(Records from a pointing dataset)

## START

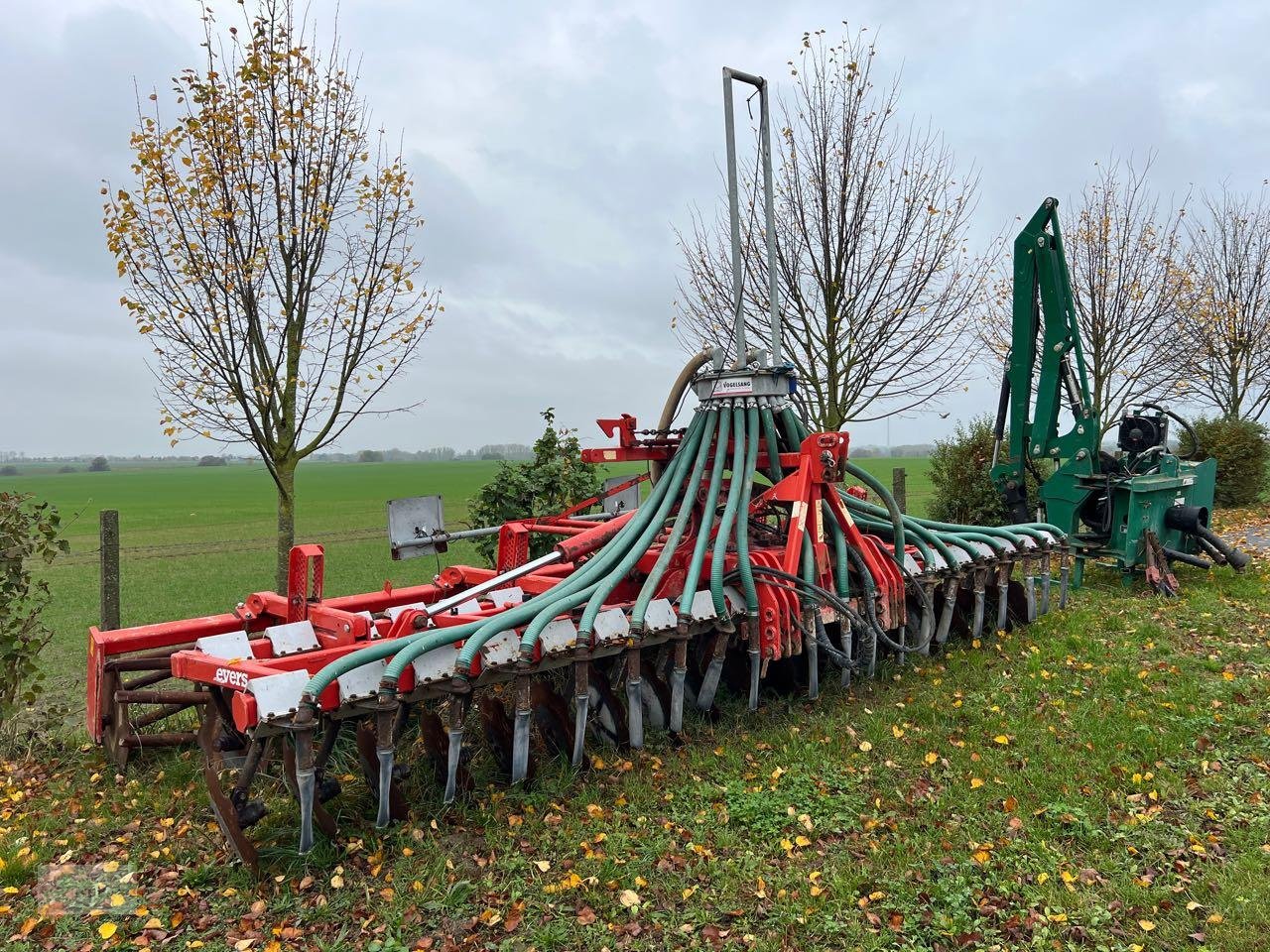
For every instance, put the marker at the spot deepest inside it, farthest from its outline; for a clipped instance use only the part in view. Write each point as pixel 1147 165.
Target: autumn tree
pixel 1225 349
pixel 871 213
pixel 268 244
pixel 1129 280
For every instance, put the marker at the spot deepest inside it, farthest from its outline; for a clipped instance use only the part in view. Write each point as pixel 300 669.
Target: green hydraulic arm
pixel 1044 333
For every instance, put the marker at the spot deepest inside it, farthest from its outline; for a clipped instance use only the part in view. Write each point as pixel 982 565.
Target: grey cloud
pixel 556 148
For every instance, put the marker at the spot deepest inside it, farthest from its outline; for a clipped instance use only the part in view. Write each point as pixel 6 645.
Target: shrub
pixel 960 472
pixel 1242 456
pixel 30 532
pixel 553 480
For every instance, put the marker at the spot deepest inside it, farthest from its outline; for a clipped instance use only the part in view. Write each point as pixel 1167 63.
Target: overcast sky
pixel 556 148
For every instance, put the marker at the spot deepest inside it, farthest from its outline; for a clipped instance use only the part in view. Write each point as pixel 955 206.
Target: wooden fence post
pixel 109 524
pixel 898 489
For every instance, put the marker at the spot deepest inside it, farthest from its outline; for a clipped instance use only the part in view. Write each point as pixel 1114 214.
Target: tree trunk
pixel 286 481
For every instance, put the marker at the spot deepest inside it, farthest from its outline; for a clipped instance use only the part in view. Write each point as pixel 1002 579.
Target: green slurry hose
pixel 681 525
pixel 729 516
pixel 694 574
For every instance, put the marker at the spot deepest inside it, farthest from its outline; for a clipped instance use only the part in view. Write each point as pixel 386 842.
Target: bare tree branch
pixel 878 287
pixel 1225 349
pixel 1129 281
pixel 267 240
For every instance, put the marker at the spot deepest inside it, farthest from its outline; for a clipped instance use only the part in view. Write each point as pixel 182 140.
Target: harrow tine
pixel 1030 593
pixel 320 817
pixel 844 629
pixel 457 715
pixel 635 698
pixel 754 661
pixel 813 657
pixel 714 670
pixel 307 778
pixel 942 633
pixel 385 749
pixel 581 703
pixel 521 730
pixel 679 674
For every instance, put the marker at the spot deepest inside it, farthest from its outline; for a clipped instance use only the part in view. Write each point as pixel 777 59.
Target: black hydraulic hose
pixel 1236 558
pixel 1197 448
pixel 870 598
pixel 772 443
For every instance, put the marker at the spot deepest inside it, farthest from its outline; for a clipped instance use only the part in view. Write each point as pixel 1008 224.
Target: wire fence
pixel 917 502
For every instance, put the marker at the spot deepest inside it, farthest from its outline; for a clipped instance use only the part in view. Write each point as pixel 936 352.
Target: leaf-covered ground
pixel 1096 780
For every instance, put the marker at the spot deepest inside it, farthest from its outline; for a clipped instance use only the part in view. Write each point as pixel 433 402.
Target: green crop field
pixel 194 540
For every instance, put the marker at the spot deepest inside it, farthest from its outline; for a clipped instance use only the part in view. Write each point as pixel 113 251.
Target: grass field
pixel 1097 780
pixel 194 540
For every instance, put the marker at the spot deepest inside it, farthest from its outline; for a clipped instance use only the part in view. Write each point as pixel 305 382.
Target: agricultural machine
pixel 1141 507
pixel 756 561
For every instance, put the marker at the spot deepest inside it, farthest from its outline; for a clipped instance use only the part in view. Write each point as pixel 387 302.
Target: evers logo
pixel 227 675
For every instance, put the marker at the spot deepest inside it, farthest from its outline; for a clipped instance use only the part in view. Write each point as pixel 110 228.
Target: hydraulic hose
pixel 587 575
pixel 725 522
pixel 711 503
pixel 672 403
pixel 747 479
pixel 675 477
pixel 681 524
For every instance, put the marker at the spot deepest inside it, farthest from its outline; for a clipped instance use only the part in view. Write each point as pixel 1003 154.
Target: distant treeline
pixel 903 449
pixel 437 454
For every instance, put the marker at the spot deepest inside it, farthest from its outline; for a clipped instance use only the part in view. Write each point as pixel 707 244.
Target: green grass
pixel 195 540
pixel 1096 780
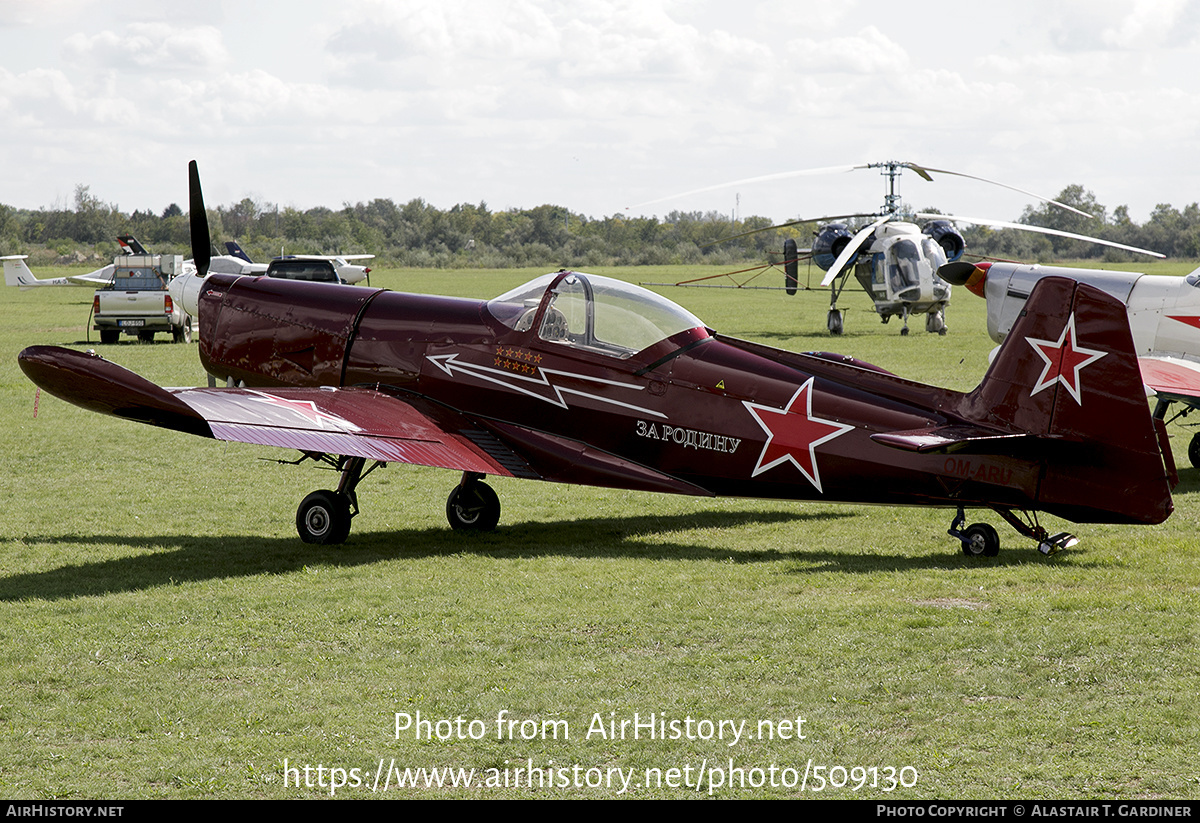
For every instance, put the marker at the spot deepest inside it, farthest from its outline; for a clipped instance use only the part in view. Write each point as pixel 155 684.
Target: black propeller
pixel 198 218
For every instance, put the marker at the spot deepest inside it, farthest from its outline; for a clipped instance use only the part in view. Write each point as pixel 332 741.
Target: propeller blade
pixel 852 248
pixel 766 178
pixel 1038 229
pixel 198 220
pixel 923 170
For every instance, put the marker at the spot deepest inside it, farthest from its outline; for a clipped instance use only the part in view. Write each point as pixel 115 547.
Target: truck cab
pixel 137 300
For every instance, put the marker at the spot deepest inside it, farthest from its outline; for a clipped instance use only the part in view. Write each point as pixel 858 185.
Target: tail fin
pixel 237 251
pixel 130 245
pixel 16 272
pixel 1068 374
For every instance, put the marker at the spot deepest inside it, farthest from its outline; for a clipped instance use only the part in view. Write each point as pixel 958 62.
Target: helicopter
pixel 894 258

## END

What you need to do | Write out all of the material above word for word, leaving out the pictures.

Problem solution |
For every instance, put the marker at the spot deepest inside it, farthest from its outline; for a clipped instance use only the part in view. Write each point as pixel 1147 165.
Target: autumn tree
pixel 1225 349
pixel 871 213
pixel 268 244
pixel 1129 280
For every instance, put the marker at the spot deepest inside it, farthest from its outline; for a clipped instance use only the part in view. Write each point as pixel 300 669.
Target: green hydraulic arm
pixel 1044 333
For every instance, put the marker at the spot deepest inside it, farthest from its outline; for a clipped instance use only the part in view. Write each point as pixel 982 565.
Target: grey cloud
pixel 556 148
For every instance, put the marker at the spot deepest inside it, farthest from its outline; for a clipped instance use only the part in view. Write each point as pixel 6 645.
Target: shrub
pixel 960 472
pixel 1242 456
pixel 30 532
pixel 553 480
For every instance, put the marker at the spot deepest inside it, farthest from its outline; for a clipped instance use only the part in view. Write each point as pixel 1167 63.
Target: overcast sky
pixel 556 148
For every instance, put the marker at the spot deepest inside it, farthest from its outline; for a clipped instance use only the part in view. Write each point as pixel 955 206.
Target: wooden fence post
pixel 109 524
pixel 898 489
For every instance, put the marker at the spot deepest inside it, farthest from its outline; for a clipped instance use only the part in view. Write each point as pixel 1114 214.
Target: tree trunk
pixel 286 481
For every instance, put the marker at the spot deepest inside it, farthest from its outline; for a clipped instance use only the part in view. Write each point as pixel 1002 579.
Target: green slurry hose
pixel 681 525
pixel 729 516
pixel 694 574
For every instance, put the marker at the spot deepest inside it, farthest from its outline; for a clipped instance use only the part in view. Write each point as pixel 386 842.
Target: bare tree branch
pixel 878 287
pixel 1225 349
pixel 1129 281
pixel 267 240
For every instance, put the marker at the spot deepest inside it, farthest from its outline; for a clipped instance use only the part in view. Write each point as pixel 182 140.
Target: harrow tine
pixel 1030 593
pixel 320 817
pixel 844 629
pixel 457 715
pixel 635 698
pixel 754 661
pixel 813 657
pixel 714 670
pixel 307 778
pixel 942 633
pixel 385 749
pixel 581 703
pixel 521 730
pixel 679 674
For every instance, put the marker at the spot deepest inside it, farthest from its outline; for a clipped instance use only the part in view. Write each point as pixel 777 59.
Target: black hydraulic hose
pixel 1236 558
pixel 1197 448
pixel 870 598
pixel 772 443
For every instance, put the marker at the spot deepest inside it, farthest from its outline; for a clipped instance use only the part in view. Write each point as pixel 1008 224.
Target: wire fence
pixel 917 502
For every instance, put the marker at the spot deepest inside it, farthest from its outline; for a clipped instance use only the part in view. Write each point as pixel 936 352.
Target: leaf-covered ground
pixel 1096 780
For every instance, put the marker at the spot deepest inside it, farthest from its outline; for a clipped instance use only the part in view. Write each point as pixel 433 402.
Target: green crop field
pixel 194 540
For every instance, put the marker at the spot deepest inside it, farthest from its outline; for a clipped instance use only the part in view. Write each point as pixel 113 251.
Target: grass field
pixel 1097 780
pixel 194 540
For every instance, put the marker at the spot deepest inside it, farthest from its outline; for a clipped instance use only the part in view. Write each point as pixel 305 382.
Target: agricultural machine
pixel 1141 507
pixel 756 561
For every instance, put the marker at the spot deepest inside it, farthest from its outline; for a clipped instance use only the part in view. Write each point as pixel 387 302.
Target: evers logo
pixel 227 675
For every instance, put the marker at the spot deepest inside it, farthest from its outline; for a clipped instance use only the part in view. Write each point as pixel 110 228.
Target: hydraulic hose
pixel 587 575
pixel 725 522
pixel 711 503
pixel 672 403
pixel 747 479
pixel 675 477
pixel 681 524
For every instance, put the marker at the spot deepest inside it, farthest from its outline; for a clipped instance use only the part in view. Write each point as pixel 1003 154.
Target: distant treeline
pixel 903 449
pixel 437 454
For every instance, put the marker at the spot deepest inside it, farthest from its outline; for a clipped instance use only the part in view. Write each point as pixel 707 244.
Target: green grass
pixel 195 540
pixel 1096 780
For every instance, put the marker at the spot deepest inside it, farthest from its outline; for a clipped instance use only the part in view. Write each point as pixel 155 684.
Target: black propeller
pixel 198 218
For every instance, put the marker at the spot deepest inside it, farthest from its outline; for a clipped instance use only the part in view. Write each point as pixel 332 741.
Target: propeller blade
pixel 852 248
pixel 766 178
pixel 1038 229
pixel 198 220
pixel 923 170
For every instance, put the marker at the spot deepest inside it, farthest from its outline; for a clipped instance use only the part in view. Write each point as pixel 115 547.
Target: truck cab
pixel 137 300
For every instance, put the marker at the spot deepest inside it, farthest from its outline; for a clipped instance use only the part in view. Write each point as pixel 858 185.
Target: tail fin
pixel 237 251
pixel 130 245
pixel 16 272
pixel 1068 374
For every instance, put the marker at the spot deepest inside it, farthest from its outline; for a clipped instance use only the part in view. Write each point as pixel 958 62.
Target: helicopter
pixel 894 258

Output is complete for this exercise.